Germany began installing wind turbines in earnest some 20 years ago. Now that their lifetime has been exceeded, many are being ripped down. But there’s a big problem about what to do with the leftover carbon and glass-fibre reinforced blades.
A recent report on ZDF German public television explains that currently there’s no plan in place on what to do with the turbine blades, which weigh up to 15 tonnes each.
There’s no way to recycle them to use as raw material for new blades. Currently the old blades are being shredded and the chips mixed in with concrete. “You need too much energy and power to shred them,” says Hans-Dieter Wilcken, the operator of a German recycling company.
Burning them is also not an option.
The problem with chopping them up is that dangerous carbon fibre particles are produced and pose a threat to human health. Used wind turbine blades have been designated hazardous waste and no one knows how to deal with them.
Currently 30,000 wind turbines are in operation across Germany and many will have to be dismantled over the next 20 years. That volume alone means over a million tonnes of hazardous waste (30,000 turbines x 3 blades/turbine x 15 tonnes/blade = 1.35 million tonnes).

□ □ □

* JOB 1 *
Reproduce word for word the part of the wind turbine blade text starting at "The problem with" and ending at "1.35 million tonnes).".

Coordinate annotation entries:
□ □ □

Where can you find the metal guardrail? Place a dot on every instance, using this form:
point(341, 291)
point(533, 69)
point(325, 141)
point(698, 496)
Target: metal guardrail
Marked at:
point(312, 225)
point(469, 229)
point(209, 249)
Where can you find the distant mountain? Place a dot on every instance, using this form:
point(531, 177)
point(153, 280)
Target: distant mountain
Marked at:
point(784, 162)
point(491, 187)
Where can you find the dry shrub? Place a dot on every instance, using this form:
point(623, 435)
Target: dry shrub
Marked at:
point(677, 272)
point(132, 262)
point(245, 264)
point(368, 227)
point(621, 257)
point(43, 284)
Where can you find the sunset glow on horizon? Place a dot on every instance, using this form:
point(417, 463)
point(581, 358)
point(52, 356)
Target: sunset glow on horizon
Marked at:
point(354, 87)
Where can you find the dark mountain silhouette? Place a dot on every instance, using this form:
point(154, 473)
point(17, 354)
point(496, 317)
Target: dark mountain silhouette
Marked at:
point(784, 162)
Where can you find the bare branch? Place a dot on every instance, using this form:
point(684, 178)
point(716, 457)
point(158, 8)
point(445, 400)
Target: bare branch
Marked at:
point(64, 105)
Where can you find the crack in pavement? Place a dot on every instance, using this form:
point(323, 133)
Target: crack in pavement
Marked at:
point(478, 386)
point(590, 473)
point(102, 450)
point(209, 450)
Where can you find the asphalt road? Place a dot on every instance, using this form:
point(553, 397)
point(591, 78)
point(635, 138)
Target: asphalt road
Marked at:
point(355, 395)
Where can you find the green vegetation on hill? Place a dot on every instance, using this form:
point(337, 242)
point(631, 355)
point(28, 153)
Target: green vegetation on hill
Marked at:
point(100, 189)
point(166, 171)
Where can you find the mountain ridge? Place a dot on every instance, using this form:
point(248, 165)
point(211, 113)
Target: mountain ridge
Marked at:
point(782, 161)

□ □ □

* JOB 2 *
Express the lines of the records as a JSON list of strings with one string per line, starting at the line that contains "Where can you find the dry" and ending at the line that contains "point(64, 105)", both included. Give only those lines and leave out any blank ones.

* REPLY 1 *
The problem with chopping them up is that dangerous carbon fibre particles are produced and pose a threat to human health. Used wind turbine blades have been designated hazardous waste and no one knows how to deal with them.
Currently 30,000 wind turbines are in operation across Germany and many will have to be dismantled over the next 20 years. That volume alone means over a million tonnes of hazardous waste (30,000 turbines x 3 blades/turbine x 15 tonnes/blade = 1.35 million tonnes).

* REPLY 2 *
[
  "Where can you find the dry shrub? Place a dot on every instance, using this form:",
  "point(623, 435)",
  "Target: dry shrub",
  "Marked at:",
  "point(677, 272)",
  "point(132, 262)",
  "point(245, 264)",
  "point(368, 227)",
  "point(621, 257)",
  "point(43, 284)",
  "Where can you find the sunset glow on horizon? Place a dot on every instance, using this form:",
  "point(417, 463)",
  "point(581, 358)",
  "point(52, 356)",
  "Target: sunset glow on horizon",
  "Marked at:",
  "point(354, 87)",
  "Where can you find the dark mountain silhouette? Place a dot on every instance, using this form:",
  "point(154, 473)",
  "point(17, 354)",
  "point(496, 317)",
  "Target: dark mountain silhouette",
  "Marked at:",
  "point(784, 162)",
  "Where can you find the bare branch? Place a dot on every instance, using this form:",
  "point(684, 178)",
  "point(716, 457)",
  "point(158, 8)",
  "point(445, 400)",
  "Target: bare branch",
  "Marked at:",
  "point(64, 105)"
]